**Records for this task:**

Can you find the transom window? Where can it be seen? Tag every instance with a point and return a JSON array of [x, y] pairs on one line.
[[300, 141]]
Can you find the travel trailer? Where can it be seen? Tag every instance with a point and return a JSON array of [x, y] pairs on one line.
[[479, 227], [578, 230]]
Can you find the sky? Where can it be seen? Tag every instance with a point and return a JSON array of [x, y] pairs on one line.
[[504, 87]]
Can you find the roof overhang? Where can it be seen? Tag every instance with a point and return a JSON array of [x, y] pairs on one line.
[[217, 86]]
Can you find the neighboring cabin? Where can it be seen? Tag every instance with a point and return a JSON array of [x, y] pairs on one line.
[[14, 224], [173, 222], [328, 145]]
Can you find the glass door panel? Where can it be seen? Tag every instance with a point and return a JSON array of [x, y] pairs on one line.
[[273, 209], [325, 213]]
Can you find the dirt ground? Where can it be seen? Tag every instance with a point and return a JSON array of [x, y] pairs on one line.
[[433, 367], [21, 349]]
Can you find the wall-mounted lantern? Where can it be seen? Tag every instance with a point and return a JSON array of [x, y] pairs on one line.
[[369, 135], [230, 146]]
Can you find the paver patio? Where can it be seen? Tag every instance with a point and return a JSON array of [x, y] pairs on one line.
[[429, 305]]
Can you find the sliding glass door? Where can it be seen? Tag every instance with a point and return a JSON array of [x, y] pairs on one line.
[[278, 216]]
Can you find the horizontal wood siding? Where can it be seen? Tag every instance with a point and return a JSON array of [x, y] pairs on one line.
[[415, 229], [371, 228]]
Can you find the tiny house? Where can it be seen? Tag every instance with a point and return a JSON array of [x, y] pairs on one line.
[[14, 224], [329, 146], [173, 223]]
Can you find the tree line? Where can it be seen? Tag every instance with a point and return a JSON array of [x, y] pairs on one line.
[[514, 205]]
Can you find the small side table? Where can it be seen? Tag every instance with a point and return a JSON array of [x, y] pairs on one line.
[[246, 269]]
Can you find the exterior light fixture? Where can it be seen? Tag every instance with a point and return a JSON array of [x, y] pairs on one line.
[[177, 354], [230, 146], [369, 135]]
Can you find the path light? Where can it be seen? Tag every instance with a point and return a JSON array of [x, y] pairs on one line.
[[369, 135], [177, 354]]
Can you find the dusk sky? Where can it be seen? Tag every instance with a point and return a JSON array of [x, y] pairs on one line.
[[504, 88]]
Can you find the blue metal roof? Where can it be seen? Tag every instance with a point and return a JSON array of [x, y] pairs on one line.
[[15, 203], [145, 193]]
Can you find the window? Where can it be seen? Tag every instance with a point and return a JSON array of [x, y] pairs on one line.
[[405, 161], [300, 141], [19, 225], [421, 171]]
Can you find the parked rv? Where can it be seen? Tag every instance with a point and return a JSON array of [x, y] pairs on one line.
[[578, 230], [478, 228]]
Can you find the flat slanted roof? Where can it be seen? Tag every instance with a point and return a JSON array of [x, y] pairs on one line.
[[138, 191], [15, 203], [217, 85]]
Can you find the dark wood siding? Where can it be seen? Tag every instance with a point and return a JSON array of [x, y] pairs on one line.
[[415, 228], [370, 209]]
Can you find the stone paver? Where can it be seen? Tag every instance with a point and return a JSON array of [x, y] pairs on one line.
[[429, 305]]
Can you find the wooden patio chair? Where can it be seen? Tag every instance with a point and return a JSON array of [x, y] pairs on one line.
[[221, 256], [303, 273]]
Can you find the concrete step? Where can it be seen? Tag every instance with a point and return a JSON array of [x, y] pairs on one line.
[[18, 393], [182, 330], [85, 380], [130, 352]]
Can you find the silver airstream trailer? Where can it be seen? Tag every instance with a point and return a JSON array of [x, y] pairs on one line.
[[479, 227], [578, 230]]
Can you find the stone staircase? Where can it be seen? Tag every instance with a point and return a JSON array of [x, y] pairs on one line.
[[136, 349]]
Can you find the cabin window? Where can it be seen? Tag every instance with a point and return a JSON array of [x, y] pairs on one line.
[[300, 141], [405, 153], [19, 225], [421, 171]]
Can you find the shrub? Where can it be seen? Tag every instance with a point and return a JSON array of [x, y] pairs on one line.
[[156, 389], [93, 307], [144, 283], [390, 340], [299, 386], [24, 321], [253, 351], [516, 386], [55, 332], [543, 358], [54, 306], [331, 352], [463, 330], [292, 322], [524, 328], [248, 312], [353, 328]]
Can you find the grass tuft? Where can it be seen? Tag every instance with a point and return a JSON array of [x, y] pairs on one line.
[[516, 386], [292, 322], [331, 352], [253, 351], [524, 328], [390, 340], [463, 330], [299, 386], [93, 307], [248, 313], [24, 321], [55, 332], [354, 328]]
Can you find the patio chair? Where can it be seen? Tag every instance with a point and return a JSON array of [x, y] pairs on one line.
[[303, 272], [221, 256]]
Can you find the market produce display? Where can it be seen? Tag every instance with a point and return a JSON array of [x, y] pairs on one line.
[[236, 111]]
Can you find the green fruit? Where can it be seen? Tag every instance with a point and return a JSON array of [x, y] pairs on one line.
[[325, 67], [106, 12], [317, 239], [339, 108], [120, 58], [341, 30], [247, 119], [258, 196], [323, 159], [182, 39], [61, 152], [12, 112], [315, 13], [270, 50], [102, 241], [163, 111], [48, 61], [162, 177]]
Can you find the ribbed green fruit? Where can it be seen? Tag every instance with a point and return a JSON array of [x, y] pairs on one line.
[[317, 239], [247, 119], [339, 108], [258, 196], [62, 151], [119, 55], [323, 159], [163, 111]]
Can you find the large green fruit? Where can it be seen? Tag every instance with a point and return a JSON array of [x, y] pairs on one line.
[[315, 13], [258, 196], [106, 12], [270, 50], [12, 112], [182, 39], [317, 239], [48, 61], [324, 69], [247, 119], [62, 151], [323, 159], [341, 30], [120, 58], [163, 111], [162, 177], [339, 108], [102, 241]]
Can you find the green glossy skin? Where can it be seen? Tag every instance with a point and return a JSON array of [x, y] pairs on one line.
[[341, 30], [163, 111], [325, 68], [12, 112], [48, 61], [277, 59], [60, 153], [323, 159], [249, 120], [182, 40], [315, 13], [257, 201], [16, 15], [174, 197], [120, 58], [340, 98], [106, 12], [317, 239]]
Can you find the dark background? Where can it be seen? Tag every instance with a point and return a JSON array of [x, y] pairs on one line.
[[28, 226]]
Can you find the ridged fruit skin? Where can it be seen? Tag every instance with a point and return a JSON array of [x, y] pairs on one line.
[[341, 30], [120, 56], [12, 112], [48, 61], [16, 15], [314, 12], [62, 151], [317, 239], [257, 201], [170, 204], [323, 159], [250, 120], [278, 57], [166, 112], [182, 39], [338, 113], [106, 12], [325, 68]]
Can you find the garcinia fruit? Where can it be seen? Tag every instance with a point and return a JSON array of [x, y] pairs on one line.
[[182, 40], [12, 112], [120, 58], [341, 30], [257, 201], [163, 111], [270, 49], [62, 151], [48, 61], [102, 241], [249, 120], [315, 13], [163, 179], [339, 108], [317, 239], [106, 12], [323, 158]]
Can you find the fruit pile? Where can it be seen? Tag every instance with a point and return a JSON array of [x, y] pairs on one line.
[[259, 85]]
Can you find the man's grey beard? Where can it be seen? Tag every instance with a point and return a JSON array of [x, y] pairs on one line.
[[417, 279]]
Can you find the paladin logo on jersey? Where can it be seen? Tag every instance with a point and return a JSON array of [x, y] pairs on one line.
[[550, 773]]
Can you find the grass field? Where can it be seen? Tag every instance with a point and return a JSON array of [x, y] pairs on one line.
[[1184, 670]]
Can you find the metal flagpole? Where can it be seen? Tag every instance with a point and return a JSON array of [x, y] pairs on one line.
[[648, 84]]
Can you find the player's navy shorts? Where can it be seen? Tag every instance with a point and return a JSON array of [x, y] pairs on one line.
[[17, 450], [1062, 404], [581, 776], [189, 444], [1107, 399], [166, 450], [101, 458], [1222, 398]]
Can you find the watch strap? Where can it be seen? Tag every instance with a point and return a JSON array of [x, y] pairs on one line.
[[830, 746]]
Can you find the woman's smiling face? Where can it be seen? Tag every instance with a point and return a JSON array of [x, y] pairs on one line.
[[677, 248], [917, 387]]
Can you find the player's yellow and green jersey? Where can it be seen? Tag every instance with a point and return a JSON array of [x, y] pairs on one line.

**Exercise goal:** Retype the data without any change, from its first line through the line containing "[[504, 87]]".

**Complete answer:**
Can you find the transom window? Where can it be seen? Tag every instance with a point and return a JSON array of [x, y] pairs on one line.
[[300, 141]]
Can you find the travel trailer? Where can it be seen? Tag every instance with a point and return a JSON array of [x, y] pairs on one line.
[[479, 227], [578, 230]]
Can you find the sky? Where can it be seen? Tag every instance with a point and return a JSON array of [x, y] pairs on one line.
[[504, 87]]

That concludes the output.